* [Data extracts]
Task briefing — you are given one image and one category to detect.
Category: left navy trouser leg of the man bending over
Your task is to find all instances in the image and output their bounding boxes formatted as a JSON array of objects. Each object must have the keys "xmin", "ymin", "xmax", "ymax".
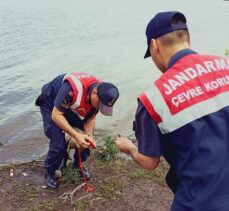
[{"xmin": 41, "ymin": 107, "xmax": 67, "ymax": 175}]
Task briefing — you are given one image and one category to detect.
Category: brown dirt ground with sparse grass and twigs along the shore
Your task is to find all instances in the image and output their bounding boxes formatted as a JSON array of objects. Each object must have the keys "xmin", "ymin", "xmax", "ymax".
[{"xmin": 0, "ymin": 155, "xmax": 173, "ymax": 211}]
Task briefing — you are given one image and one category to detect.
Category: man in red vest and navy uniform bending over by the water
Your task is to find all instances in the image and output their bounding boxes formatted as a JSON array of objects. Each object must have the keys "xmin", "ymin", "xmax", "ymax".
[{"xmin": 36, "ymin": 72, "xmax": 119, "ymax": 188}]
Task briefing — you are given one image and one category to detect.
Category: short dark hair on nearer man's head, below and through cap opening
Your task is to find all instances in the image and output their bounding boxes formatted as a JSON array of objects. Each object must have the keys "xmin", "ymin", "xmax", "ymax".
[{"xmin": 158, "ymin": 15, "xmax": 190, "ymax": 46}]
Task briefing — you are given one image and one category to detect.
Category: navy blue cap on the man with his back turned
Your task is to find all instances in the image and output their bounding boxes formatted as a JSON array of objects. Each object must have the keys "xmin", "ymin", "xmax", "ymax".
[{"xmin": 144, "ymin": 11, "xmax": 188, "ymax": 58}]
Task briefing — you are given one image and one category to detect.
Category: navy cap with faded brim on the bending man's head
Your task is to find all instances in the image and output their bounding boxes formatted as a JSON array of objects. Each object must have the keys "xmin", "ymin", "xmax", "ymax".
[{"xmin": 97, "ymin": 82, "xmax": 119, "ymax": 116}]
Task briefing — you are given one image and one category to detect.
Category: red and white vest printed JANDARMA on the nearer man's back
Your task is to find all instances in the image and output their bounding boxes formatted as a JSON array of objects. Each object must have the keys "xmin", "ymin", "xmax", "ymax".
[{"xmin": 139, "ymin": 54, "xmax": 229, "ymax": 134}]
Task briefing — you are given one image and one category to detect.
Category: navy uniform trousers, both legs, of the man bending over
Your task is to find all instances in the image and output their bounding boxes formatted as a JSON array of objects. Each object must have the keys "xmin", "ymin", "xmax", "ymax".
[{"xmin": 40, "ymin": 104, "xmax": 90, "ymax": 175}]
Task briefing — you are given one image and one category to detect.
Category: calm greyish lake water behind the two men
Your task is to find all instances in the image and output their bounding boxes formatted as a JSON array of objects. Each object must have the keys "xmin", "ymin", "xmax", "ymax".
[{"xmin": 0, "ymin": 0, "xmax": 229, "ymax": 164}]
---
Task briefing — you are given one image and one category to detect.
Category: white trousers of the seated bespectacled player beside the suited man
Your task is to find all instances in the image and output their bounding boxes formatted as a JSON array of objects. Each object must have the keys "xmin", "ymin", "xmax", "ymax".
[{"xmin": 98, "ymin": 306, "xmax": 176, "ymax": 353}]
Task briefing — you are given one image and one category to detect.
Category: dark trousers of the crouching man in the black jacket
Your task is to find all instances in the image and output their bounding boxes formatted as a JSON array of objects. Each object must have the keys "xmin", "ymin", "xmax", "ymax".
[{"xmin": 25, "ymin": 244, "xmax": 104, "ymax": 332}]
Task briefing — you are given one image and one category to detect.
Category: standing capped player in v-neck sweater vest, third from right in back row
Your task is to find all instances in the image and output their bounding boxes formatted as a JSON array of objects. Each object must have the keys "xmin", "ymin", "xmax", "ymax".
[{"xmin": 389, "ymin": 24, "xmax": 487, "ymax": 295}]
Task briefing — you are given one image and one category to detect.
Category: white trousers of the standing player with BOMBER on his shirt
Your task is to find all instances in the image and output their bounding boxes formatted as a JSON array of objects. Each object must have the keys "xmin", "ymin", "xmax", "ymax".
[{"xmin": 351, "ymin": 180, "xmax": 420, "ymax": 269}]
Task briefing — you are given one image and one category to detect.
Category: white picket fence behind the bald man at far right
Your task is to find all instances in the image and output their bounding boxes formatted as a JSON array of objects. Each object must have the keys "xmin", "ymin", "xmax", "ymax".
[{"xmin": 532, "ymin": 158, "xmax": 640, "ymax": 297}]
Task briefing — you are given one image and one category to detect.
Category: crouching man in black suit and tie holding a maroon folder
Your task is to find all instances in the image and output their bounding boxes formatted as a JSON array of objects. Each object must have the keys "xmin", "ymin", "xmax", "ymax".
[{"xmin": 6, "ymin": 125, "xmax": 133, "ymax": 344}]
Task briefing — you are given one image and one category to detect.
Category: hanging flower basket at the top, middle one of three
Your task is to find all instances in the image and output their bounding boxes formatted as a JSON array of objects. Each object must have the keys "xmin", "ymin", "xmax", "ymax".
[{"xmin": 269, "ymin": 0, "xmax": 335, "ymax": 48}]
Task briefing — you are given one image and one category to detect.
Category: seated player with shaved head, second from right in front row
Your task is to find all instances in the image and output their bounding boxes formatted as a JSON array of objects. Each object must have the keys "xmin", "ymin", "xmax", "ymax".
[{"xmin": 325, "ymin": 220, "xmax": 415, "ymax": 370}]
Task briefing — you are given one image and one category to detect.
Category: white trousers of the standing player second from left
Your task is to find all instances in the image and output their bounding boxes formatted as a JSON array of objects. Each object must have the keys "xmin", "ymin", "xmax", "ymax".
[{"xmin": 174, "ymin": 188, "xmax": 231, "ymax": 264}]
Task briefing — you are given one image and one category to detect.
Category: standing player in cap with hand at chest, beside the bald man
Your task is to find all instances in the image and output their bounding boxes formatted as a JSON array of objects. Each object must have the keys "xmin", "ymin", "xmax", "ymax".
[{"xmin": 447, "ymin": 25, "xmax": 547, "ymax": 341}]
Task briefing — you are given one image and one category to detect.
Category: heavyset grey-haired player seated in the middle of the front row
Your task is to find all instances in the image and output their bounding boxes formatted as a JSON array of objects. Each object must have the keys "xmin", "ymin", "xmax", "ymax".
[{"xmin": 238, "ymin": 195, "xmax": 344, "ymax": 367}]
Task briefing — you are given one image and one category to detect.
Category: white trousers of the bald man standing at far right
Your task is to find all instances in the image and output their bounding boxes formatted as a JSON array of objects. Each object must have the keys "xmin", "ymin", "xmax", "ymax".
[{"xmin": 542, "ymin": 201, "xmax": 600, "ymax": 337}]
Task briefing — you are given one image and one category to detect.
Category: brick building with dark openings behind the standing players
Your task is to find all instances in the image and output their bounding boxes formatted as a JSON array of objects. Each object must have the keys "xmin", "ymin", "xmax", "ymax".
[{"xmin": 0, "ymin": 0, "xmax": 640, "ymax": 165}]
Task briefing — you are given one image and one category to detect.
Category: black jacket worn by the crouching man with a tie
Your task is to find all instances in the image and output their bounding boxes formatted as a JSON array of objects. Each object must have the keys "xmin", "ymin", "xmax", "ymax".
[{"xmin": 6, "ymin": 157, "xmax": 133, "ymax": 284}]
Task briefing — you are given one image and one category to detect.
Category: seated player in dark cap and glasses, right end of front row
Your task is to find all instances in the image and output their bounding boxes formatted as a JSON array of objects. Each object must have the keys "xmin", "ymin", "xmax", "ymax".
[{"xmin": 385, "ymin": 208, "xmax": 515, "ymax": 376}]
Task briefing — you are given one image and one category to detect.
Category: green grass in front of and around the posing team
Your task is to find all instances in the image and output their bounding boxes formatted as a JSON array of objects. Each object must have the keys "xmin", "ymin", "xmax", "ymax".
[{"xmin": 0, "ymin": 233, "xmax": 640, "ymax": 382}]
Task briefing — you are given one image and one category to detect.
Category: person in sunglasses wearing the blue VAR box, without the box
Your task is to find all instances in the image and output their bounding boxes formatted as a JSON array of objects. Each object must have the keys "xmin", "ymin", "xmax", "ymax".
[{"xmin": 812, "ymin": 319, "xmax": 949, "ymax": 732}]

* [Task] In the material above, find each line that contains the word "standing", and select it.

* [Expected answer]
Category: standing capped player in v-neck sweater vest, third from right in back row
Category: white trousers of the standing player with BOMBER on his shirt
Category: white trousers of the standing player second from left
Category: standing player in cap with hand at chest, beside the bald man
Category: white trousers of the bald man standing at far right
Category: brick building with dark openings behind the standing players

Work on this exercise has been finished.